**Selection**
[Start]

OS Grid 38 (northing) SD 305 380 to TA 269 379 - Day 7

Wednesday 27th February 2019 - Near Ponden  (SD 736 378) to Saltaire (Salts Mill)

"...WE ARE MAKING PROGRESS"  ?


We reckon car logistics have been stretched to their limit now. We both managed to arrive at Salts Mill visitor car park by 9:00 am but only because we had set off in good time - heavy traffic at rush hour hampered us again on the drive to our previous finishing point at Oldfield SD 993 377 where we found our minor road closed near Moor Lodge Farm SD 979 379 enforcing another time consuming diversion. We eventually started walking at 10:00 am.

After all that car time we had a few problems with footpath closures and fiddly navigation until we eventually met up with the River Worth at the bottom of Hey Lane - SD 020 376. From there the walk following that river all the way to Mytholm was the highlight so far on the whole walk - idyllic green-turf-paths with the river sparkling and chortling on our right, and bright sunshine, warmth and a balmy ambience redolent of other summer days.

There is very little modern building in these parts, just single cottages, farmhouses, rows of cottages, and seventeenth century mill owners houses all built from comforting yellowish stone glowing in sunshine today. At Mytholm we left the River Worth now on its way to join the River Aire which we would be encountering later further downstream. A steep road climb took us onto the high ridge heading for Harden with that top-of-the-world feeling and views all the way back to our starting point high up the Worth valley - splendid. At the start of that ridge above Mytholm was an unusual expensively stone built mini housing development like some ostentatious commune for the nouveau riche with everything a bit over-the-top especially the fancy, golden gates.

[End]

**Raw records**
[Start]

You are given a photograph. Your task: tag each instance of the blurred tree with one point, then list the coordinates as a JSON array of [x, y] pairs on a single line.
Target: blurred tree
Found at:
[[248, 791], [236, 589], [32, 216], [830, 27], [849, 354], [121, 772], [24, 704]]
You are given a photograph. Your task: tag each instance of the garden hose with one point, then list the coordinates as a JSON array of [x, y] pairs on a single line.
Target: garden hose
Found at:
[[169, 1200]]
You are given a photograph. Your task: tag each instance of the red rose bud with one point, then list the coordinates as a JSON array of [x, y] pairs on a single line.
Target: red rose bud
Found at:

[End]
[Start]

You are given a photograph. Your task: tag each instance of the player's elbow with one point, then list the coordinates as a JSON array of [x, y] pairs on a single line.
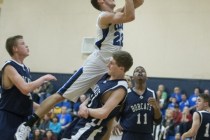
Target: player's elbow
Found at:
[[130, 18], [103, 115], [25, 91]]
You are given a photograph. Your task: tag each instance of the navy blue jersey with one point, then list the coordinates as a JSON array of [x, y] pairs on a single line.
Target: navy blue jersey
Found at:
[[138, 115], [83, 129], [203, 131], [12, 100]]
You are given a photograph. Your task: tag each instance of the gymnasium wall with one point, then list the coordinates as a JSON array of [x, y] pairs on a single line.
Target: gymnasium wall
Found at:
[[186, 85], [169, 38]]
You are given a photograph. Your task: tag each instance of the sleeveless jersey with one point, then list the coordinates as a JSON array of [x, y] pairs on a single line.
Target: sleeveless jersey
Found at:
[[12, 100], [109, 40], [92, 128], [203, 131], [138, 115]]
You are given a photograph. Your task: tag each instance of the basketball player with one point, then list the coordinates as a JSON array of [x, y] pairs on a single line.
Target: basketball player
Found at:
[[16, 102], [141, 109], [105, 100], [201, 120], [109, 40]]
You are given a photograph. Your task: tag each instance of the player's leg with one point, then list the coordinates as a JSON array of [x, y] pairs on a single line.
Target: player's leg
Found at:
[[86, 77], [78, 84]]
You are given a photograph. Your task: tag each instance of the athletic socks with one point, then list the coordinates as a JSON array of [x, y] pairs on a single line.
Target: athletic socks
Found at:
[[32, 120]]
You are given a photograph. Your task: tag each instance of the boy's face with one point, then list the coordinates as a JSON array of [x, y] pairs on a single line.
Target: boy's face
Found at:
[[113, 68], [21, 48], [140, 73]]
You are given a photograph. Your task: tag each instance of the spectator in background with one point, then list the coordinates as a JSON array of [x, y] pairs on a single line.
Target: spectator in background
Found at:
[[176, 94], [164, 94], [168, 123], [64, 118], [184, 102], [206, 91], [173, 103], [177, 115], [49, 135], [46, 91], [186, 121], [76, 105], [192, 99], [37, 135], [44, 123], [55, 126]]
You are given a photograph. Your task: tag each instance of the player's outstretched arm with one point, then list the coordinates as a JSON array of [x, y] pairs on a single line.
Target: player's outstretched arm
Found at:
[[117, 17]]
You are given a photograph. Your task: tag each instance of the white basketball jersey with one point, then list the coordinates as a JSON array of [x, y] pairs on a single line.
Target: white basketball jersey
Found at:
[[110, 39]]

[End]

**Task instructions**
1) Answer these questions from the walk account:
(a) At what time did the two walkers start walking?
(b) Which river did they follow all the way to Mytholm?
(c) At the housing development above Mytholm, what does the account single out as especially over-the-top?
2) Repeat the passage of the walk account between "We reckon car" and "other summer days.", inclusive.
3) In the walk account, the sentence that begins "There is very little modern building" names several kinds of building. List every one of them.

**Answer list**
1)
(a) 10:00 am
(b) The River Worth
(c) The fancy, golden gates

2)
We reckon car logistics have been stretched to their limit now. We both managed to arrive at Salts Mill visitor car park by 9:00 am but only because we had set off in good time - heavy traffic at rush hour hampered us again on the drive to our previous finishing point at Oldfield SD 993 377 where we found our minor road closed near Moor Lodge Farm SD 979 379 enforcing another time consuming diversion. We eventually started walking at 10:00 am.

After all that car time we had a few problems with footpath closures and fiddly navigation until we eventually met up with the River Worth at the bottom of Hey Lane - SD 020 376. From there the walk following that river all the way to Mytholm was the highlight so far on the whole walk - idyllic green-turf-paths with the river sparkling and chortling on our right, and bright sunshine, warmth and a balmy ambience redolent of other summer days.

3)
- Single cottages
- Farmhouses
- Rows of cottages
- Seventeenth century mill owners houses